═════ Data extract

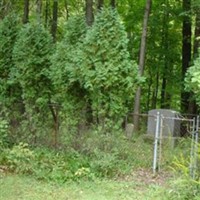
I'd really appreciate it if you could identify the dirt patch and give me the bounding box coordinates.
[117,168,173,186]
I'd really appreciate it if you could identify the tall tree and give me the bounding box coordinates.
[110,0,116,8]
[97,0,104,10]
[133,0,152,131]
[23,0,29,24]
[181,0,192,113]
[51,0,58,42]
[36,0,42,23]
[85,0,94,26]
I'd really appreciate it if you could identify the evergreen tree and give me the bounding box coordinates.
[77,8,137,126]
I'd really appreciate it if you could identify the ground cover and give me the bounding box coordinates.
[0,170,174,200]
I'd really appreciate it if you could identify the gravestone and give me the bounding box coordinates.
[147,109,181,137]
[125,123,134,139]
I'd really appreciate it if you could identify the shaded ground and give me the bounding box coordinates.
[0,169,174,200]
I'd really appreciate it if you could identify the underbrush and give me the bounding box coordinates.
[0,131,152,183]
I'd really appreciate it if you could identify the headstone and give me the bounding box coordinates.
[126,123,134,139]
[147,109,181,137]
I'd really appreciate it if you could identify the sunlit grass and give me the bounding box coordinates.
[0,175,169,200]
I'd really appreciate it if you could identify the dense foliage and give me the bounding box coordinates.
[185,57,200,105]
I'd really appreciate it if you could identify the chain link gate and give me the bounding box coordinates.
[153,112,199,178]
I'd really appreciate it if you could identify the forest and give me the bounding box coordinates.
[0,0,200,199]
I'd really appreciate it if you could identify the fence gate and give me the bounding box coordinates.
[152,112,199,178]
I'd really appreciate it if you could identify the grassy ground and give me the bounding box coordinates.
[0,172,172,200]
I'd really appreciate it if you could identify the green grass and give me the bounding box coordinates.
[0,175,169,200]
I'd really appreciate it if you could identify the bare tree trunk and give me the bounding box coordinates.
[181,0,192,113]
[188,7,200,114]
[36,0,42,23]
[45,0,50,28]
[97,0,104,10]
[23,0,29,24]
[110,0,116,8]
[85,0,94,26]
[51,0,58,42]
[133,0,152,131]
[65,0,69,20]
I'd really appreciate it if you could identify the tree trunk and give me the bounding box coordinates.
[110,0,116,8]
[181,0,192,113]
[85,0,94,26]
[160,0,171,108]
[51,0,58,42]
[23,0,29,24]
[36,0,42,23]
[133,0,151,131]
[193,8,200,59]
[45,0,50,28]
[65,0,69,20]
[188,7,200,114]
[97,0,104,10]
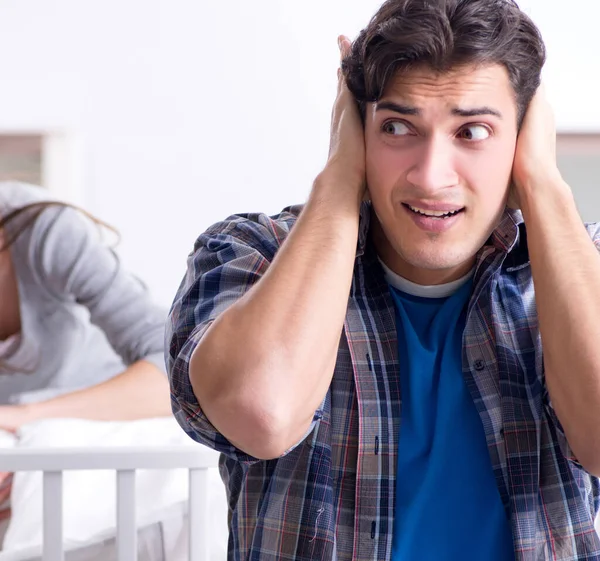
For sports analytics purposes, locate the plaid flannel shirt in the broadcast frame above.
[166,203,600,561]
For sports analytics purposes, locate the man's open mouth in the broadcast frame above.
[402,203,465,220]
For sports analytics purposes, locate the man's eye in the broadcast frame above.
[458,125,491,140]
[383,121,410,136]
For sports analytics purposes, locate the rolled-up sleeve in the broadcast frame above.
[165,212,296,462]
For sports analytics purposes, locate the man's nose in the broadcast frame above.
[406,137,459,194]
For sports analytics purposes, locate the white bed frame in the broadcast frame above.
[0,446,217,561]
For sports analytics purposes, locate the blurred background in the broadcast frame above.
[0,0,600,305]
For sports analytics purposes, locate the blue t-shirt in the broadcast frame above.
[390,280,514,561]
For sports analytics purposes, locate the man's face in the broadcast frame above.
[365,65,517,284]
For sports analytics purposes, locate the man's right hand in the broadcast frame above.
[316,35,366,210]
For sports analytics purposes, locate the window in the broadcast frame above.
[557,133,600,222]
[0,134,44,185]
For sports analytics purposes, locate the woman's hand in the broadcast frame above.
[0,471,12,522]
[0,405,35,432]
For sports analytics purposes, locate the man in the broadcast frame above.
[167,0,600,561]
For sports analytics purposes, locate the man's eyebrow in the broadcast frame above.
[452,107,502,119]
[376,101,421,117]
[376,101,502,119]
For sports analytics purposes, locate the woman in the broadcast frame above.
[0,183,170,518]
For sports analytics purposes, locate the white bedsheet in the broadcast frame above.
[0,417,227,561]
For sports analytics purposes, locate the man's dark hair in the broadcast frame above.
[342,0,546,126]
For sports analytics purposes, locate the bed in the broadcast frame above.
[0,418,227,561]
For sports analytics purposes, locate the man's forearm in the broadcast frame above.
[521,178,600,474]
[190,179,360,457]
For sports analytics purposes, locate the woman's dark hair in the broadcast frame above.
[0,201,119,251]
[342,0,546,126]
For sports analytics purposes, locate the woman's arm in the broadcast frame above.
[0,360,171,431]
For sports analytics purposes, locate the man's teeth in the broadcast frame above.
[406,205,462,218]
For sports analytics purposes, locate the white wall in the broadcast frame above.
[0,0,600,304]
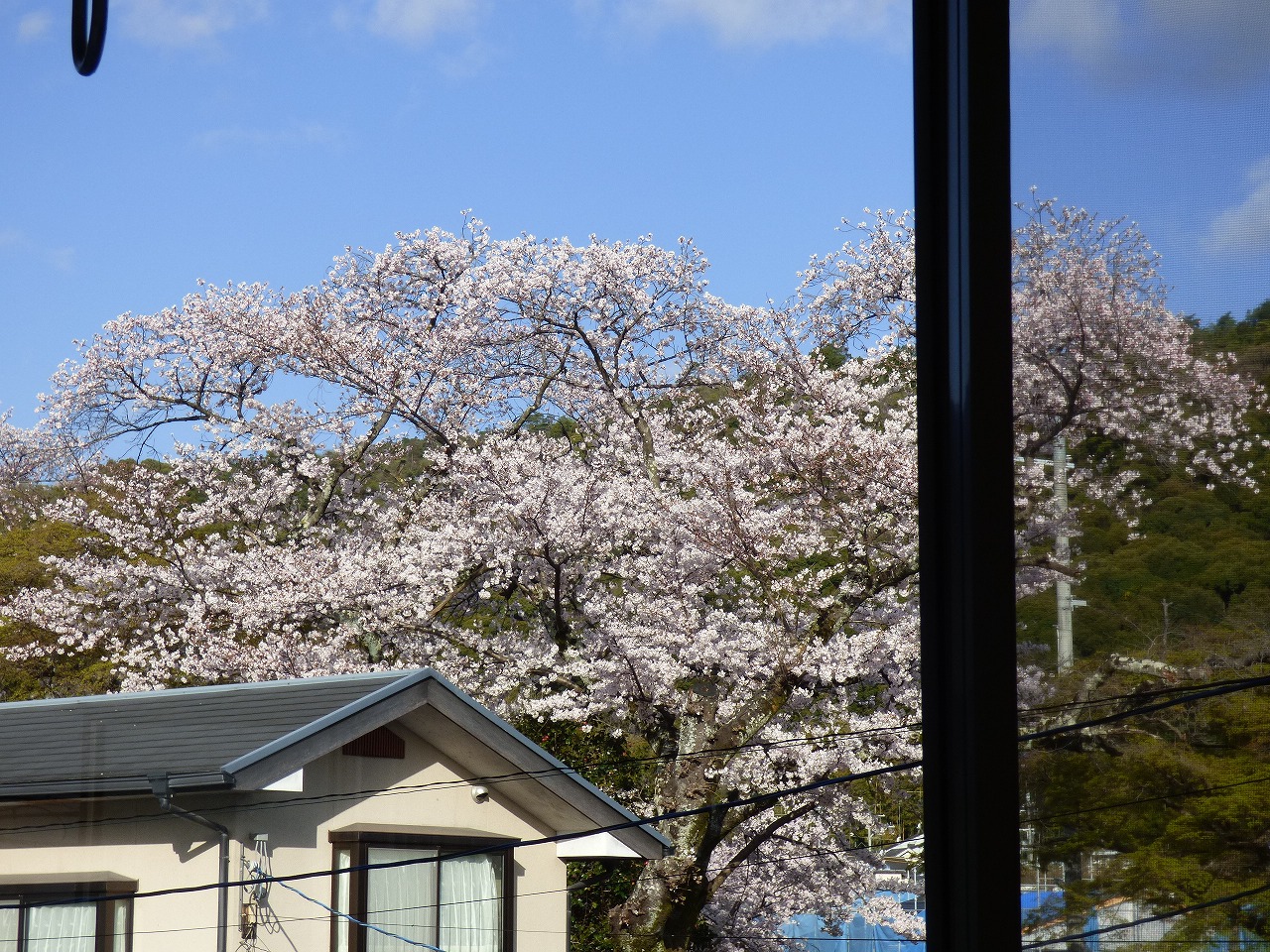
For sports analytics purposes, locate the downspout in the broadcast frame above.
[150,775,230,952]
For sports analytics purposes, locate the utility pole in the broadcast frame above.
[1053,435,1084,674]
[1054,436,1072,672]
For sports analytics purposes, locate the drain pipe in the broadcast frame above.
[150,775,230,952]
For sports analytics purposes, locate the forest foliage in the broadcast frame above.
[0,202,1270,949]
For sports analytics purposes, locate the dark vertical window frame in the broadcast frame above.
[0,880,137,952]
[913,0,1021,952]
[327,830,518,952]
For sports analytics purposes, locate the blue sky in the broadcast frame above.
[0,0,1270,424]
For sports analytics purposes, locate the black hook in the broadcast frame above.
[71,0,107,76]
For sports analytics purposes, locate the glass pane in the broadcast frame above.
[108,898,132,952]
[366,847,437,952]
[0,0,921,948]
[437,856,503,952]
[1011,0,1270,949]
[331,849,353,952]
[0,906,20,952]
[23,902,96,952]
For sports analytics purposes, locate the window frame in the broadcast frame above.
[912,0,1022,952]
[0,880,137,952]
[332,830,520,952]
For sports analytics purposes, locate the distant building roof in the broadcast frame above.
[0,669,670,857]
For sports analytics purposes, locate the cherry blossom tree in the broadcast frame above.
[6,204,1239,949]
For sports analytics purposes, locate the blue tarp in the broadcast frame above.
[785,892,926,952]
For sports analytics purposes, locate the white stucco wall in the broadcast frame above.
[0,725,568,952]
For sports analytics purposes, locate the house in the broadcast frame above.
[0,669,670,952]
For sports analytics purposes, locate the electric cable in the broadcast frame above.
[0,721,921,837]
[1022,883,1270,948]
[15,761,921,906]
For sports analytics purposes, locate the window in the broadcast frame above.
[0,883,136,952]
[329,833,512,952]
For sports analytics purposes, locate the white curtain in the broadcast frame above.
[437,854,503,952]
[368,847,437,952]
[26,902,96,952]
[110,898,131,952]
[0,906,20,952]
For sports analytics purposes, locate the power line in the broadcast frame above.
[15,761,921,906]
[0,721,921,835]
[1022,883,1270,948]
[1019,675,1270,742]
[1029,774,1270,822]
[1019,675,1270,718]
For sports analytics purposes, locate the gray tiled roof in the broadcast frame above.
[0,667,671,857]
[0,671,404,798]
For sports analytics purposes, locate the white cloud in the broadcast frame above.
[18,10,54,44]
[1203,155,1270,257]
[1010,0,1124,67]
[194,122,341,151]
[363,0,481,44]
[622,0,908,46]
[0,227,75,272]
[110,0,269,47]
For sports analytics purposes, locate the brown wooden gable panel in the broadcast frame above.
[341,727,405,761]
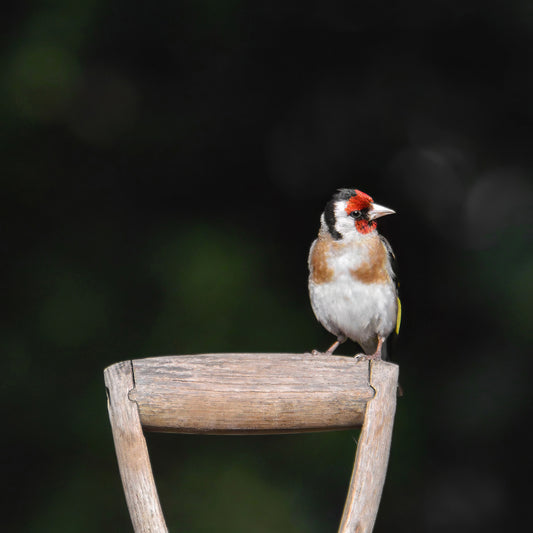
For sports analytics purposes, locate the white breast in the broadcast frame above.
[309,235,397,353]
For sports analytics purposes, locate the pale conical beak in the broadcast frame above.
[368,203,396,220]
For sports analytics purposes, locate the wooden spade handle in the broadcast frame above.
[104,354,398,533]
[129,354,374,434]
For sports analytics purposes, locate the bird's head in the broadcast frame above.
[321,189,395,240]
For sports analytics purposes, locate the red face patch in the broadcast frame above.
[346,189,374,214]
[355,219,378,234]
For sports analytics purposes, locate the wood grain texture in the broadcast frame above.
[129,354,374,434]
[339,361,399,533]
[104,361,168,533]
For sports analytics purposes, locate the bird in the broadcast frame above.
[308,189,401,360]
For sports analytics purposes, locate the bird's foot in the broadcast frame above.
[354,353,381,363]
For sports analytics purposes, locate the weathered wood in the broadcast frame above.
[129,354,374,434]
[105,354,398,533]
[339,361,399,533]
[104,361,168,533]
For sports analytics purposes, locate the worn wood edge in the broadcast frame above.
[129,353,374,435]
[104,361,168,533]
[338,361,399,533]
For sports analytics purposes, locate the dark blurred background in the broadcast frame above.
[0,0,533,533]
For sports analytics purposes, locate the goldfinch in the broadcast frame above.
[309,189,401,360]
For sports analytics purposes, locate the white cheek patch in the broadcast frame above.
[335,200,356,237]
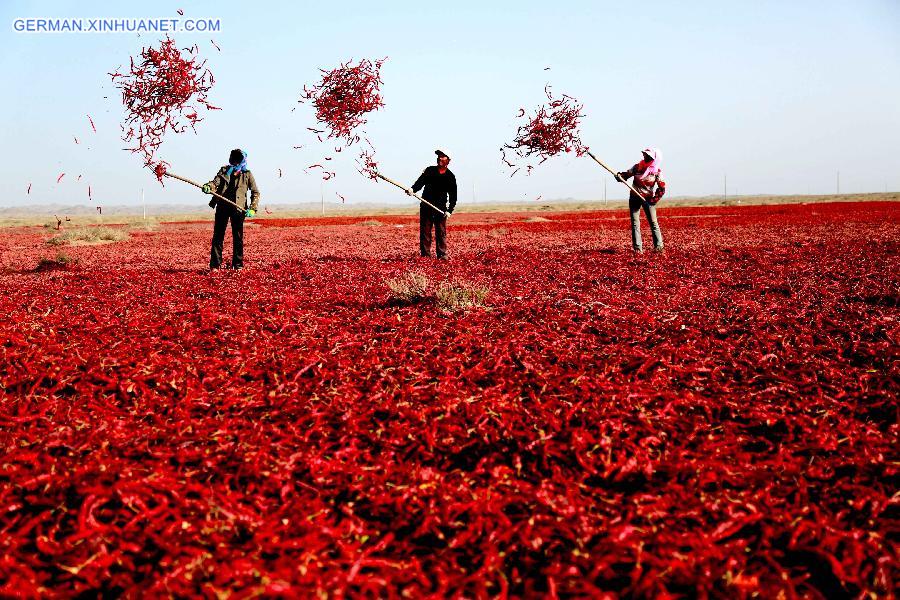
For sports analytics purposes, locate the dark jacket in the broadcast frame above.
[209,165,259,210]
[413,165,456,212]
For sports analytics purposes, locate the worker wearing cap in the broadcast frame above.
[203,148,259,270]
[406,150,456,259]
[616,148,666,253]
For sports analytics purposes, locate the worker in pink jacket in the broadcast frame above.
[616,148,666,252]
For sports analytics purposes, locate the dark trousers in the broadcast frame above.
[419,204,447,258]
[209,202,244,269]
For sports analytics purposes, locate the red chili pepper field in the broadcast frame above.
[0,202,900,598]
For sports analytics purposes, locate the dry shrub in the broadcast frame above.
[128,221,159,232]
[387,271,428,305]
[435,281,488,312]
[34,252,76,272]
[47,227,128,246]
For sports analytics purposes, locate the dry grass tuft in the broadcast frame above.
[47,227,128,246]
[435,281,488,312]
[387,271,428,305]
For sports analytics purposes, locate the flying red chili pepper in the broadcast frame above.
[110,37,218,180]
[301,59,386,145]
[500,85,588,171]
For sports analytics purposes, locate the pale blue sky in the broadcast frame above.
[0,0,900,205]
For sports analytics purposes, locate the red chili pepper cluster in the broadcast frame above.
[0,202,900,598]
[358,148,378,180]
[301,59,385,146]
[500,86,588,172]
[110,38,218,176]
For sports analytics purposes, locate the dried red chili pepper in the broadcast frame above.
[110,37,219,178]
[500,85,588,173]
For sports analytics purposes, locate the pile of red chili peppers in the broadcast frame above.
[110,37,218,181]
[501,86,588,171]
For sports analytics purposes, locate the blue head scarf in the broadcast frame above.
[225,150,247,177]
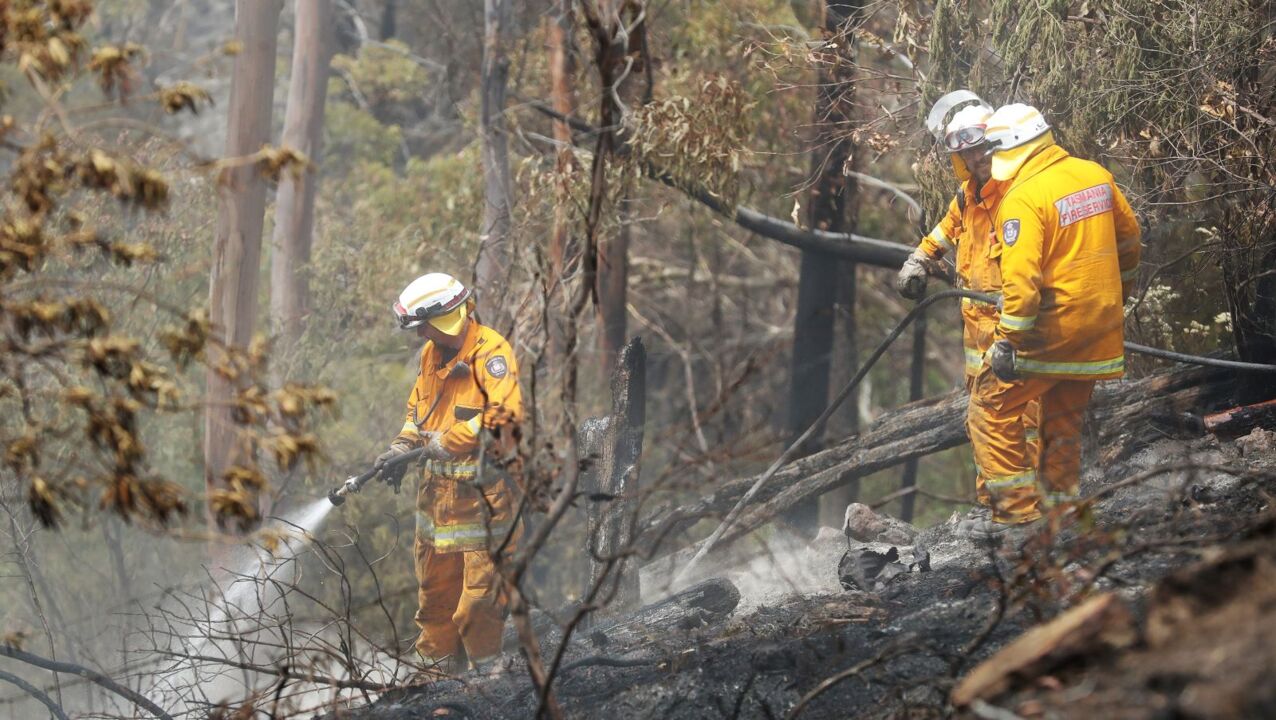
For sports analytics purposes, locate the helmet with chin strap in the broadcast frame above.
[926,89,993,180]
[394,272,471,334]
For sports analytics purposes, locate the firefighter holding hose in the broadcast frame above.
[966,103,1142,535]
[375,273,522,673]
[896,89,1037,534]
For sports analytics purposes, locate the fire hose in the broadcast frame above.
[672,290,1276,586]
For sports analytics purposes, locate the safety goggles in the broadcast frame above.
[944,125,985,152]
[394,292,470,329]
[394,303,430,329]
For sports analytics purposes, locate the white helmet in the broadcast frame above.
[986,102,1054,180]
[944,105,993,152]
[926,89,993,142]
[988,102,1050,151]
[394,272,470,334]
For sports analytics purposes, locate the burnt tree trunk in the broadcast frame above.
[586,337,647,613]
[271,0,334,387]
[900,313,926,522]
[1220,199,1276,402]
[545,0,575,285]
[475,0,512,334]
[786,0,859,535]
[545,0,579,393]
[638,368,1236,557]
[597,1,651,371]
[204,0,283,526]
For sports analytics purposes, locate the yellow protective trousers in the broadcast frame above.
[413,525,513,660]
[413,461,521,660]
[966,366,1095,525]
[966,375,1041,508]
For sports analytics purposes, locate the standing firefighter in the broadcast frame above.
[967,103,1141,536]
[376,273,522,671]
[896,91,1036,520]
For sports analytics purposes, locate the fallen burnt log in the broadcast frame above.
[641,368,1235,557]
[503,577,740,655]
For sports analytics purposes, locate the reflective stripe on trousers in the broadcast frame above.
[966,368,1095,522]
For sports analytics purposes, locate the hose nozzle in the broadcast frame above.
[328,476,366,507]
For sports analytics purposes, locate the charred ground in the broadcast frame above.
[326,395,1276,720]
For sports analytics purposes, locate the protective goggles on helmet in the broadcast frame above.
[944,125,988,152]
[394,290,470,329]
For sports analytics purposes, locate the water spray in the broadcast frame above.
[328,448,425,506]
[328,360,470,507]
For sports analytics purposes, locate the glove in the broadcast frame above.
[373,440,412,494]
[894,250,930,300]
[421,430,456,462]
[984,340,1020,383]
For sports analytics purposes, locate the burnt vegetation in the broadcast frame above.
[0,0,1276,720]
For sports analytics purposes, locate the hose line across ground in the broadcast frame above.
[672,290,1276,587]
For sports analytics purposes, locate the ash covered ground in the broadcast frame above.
[338,430,1276,720]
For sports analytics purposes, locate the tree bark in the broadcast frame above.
[545,0,575,282]
[271,0,334,387]
[587,337,647,614]
[786,0,859,535]
[545,0,578,388]
[204,0,283,526]
[597,1,651,373]
[475,0,510,332]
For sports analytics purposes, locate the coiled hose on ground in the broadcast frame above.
[674,290,1276,586]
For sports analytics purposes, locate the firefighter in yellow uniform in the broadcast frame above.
[896,91,1036,508]
[376,273,522,671]
[967,103,1141,535]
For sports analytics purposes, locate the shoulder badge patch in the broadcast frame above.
[1002,218,1020,248]
[484,355,509,379]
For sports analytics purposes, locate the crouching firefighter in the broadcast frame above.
[376,273,522,671]
[896,89,1037,518]
[967,103,1141,536]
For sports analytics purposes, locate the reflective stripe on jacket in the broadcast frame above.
[994,146,1141,379]
[399,320,523,553]
[920,180,1003,377]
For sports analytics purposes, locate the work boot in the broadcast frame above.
[412,654,467,683]
[957,511,1041,545]
[470,655,509,678]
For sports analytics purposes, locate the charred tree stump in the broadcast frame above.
[639,368,1236,558]
[900,306,926,522]
[581,337,647,620]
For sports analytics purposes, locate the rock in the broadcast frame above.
[1236,428,1276,458]
[842,503,917,545]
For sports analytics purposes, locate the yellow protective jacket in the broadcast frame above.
[398,320,523,553]
[995,146,1141,379]
[920,180,1002,378]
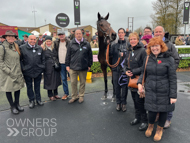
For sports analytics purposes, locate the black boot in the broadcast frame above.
[139,123,148,131]
[11,106,19,115]
[29,101,35,109]
[116,104,121,111]
[15,103,24,112]
[121,105,127,112]
[36,100,44,106]
[130,118,140,125]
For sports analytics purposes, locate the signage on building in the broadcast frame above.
[55,13,70,27]
[74,0,80,25]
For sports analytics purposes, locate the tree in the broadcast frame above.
[170,0,184,34]
[151,0,184,34]
[135,26,143,34]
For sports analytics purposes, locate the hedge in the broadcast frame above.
[90,51,111,73]
[91,48,190,73]
[178,48,190,68]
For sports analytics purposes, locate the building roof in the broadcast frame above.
[68,25,96,31]
[18,27,37,32]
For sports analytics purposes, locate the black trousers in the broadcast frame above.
[148,111,168,127]
[113,71,128,105]
[6,90,20,107]
[24,74,42,102]
[131,91,148,123]
[47,88,58,97]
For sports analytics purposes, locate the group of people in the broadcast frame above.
[0,30,92,114]
[0,26,179,141]
[109,26,179,141]
[68,29,99,48]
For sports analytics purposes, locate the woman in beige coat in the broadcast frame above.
[0,31,24,114]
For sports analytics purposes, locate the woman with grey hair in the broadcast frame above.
[43,36,61,101]
[0,31,24,114]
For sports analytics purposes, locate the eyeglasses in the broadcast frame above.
[150,45,160,48]
[144,31,151,33]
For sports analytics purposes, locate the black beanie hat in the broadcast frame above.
[45,36,52,41]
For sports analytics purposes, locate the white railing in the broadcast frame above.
[92,44,190,51]
[92,48,99,51]
[174,44,190,51]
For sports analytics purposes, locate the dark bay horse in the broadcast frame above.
[97,13,117,99]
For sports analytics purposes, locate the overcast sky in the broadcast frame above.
[0,0,186,31]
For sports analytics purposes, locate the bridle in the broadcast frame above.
[97,20,113,42]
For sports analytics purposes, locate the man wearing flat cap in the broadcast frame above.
[20,35,45,109]
[70,30,75,40]
[83,30,92,43]
[36,34,44,46]
[20,34,28,45]
[0,36,5,43]
[54,31,69,100]
[0,30,24,114]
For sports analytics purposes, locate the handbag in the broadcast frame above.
[128,52,139,88]
[137,56,149,98]
[53,57,61,71]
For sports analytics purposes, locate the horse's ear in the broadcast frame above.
[104,12,109,20]
[98,12,101,20]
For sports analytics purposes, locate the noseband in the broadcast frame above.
[97,20,113,42]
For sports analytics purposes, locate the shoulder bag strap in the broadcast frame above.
[142,56,149,86]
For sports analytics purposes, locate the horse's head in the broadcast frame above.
[97,12,117,44]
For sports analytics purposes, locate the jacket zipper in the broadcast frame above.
[155,58,158,109]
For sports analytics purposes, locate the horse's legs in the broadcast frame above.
[111,71,116,102]
[101,64,108,99]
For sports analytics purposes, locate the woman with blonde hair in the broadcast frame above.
[43,36,61,101]
[0,31,24,114]
[124,32,148,131]
[138,37,177,141]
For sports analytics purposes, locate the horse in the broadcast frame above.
[97,12,117,101]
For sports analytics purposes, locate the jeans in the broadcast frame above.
[24,74,42,102]
[167,112,173,121]
[113,71,128,105]
[148,111,167,127]
[47,88,58,97]
[6,90,20,107]
[61,64,69,95]
[70,69,87,99]
[131,92,148,123]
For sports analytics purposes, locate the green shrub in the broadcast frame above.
[90,62,111,73]
[178,48,190,68]
[92,51,98,55]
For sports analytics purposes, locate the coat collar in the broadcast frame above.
[150,52,171,58]
[129,42,142,51]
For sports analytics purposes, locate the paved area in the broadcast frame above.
[0,72,190,143]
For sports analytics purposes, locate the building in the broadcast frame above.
[0,23,61,34]
[68,25,97,38]
[18,24,61,34]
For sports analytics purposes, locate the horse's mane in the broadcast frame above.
[96,17,105,24]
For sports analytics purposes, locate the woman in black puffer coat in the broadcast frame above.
[124,32,148,131]
[138,37,177,141]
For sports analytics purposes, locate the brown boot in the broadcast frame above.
[145,124,154,138]
[79,97,84,103]
[154,125,163,142]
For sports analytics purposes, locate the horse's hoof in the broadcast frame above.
[111,98,115,102]
[101,96,107,100]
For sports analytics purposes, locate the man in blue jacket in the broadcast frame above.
[65,29,92,103]
[20,35,45,109]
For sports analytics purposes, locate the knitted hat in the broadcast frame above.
[141,35,152,44]
[45,36,52,41]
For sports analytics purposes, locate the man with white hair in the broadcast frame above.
[154,26,179,128]
[65,29,93,103]
[20,35,45,109]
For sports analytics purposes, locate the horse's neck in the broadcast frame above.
[98,37,107,53]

══════════

Lay out everything in the records from the line containing "For sports analytics purposes, locate the noseband" down to the line containing "[97,12,117,44]", both included, as a JSON list of strings with one string per line and blank lines left out.

[
  "For sports analytics purposes, locate the noseband in the broadcast frame above.",
  "[97,20,113,42]",
  "For sports analytics purposes, locate the shoulder bag strap in the broadcast frame above.",
  "[142,56,149,86]",
  "For sports analytics purposes, locate the horse's head in the broadcast frame above.",
  "[97,12,117,44]"
]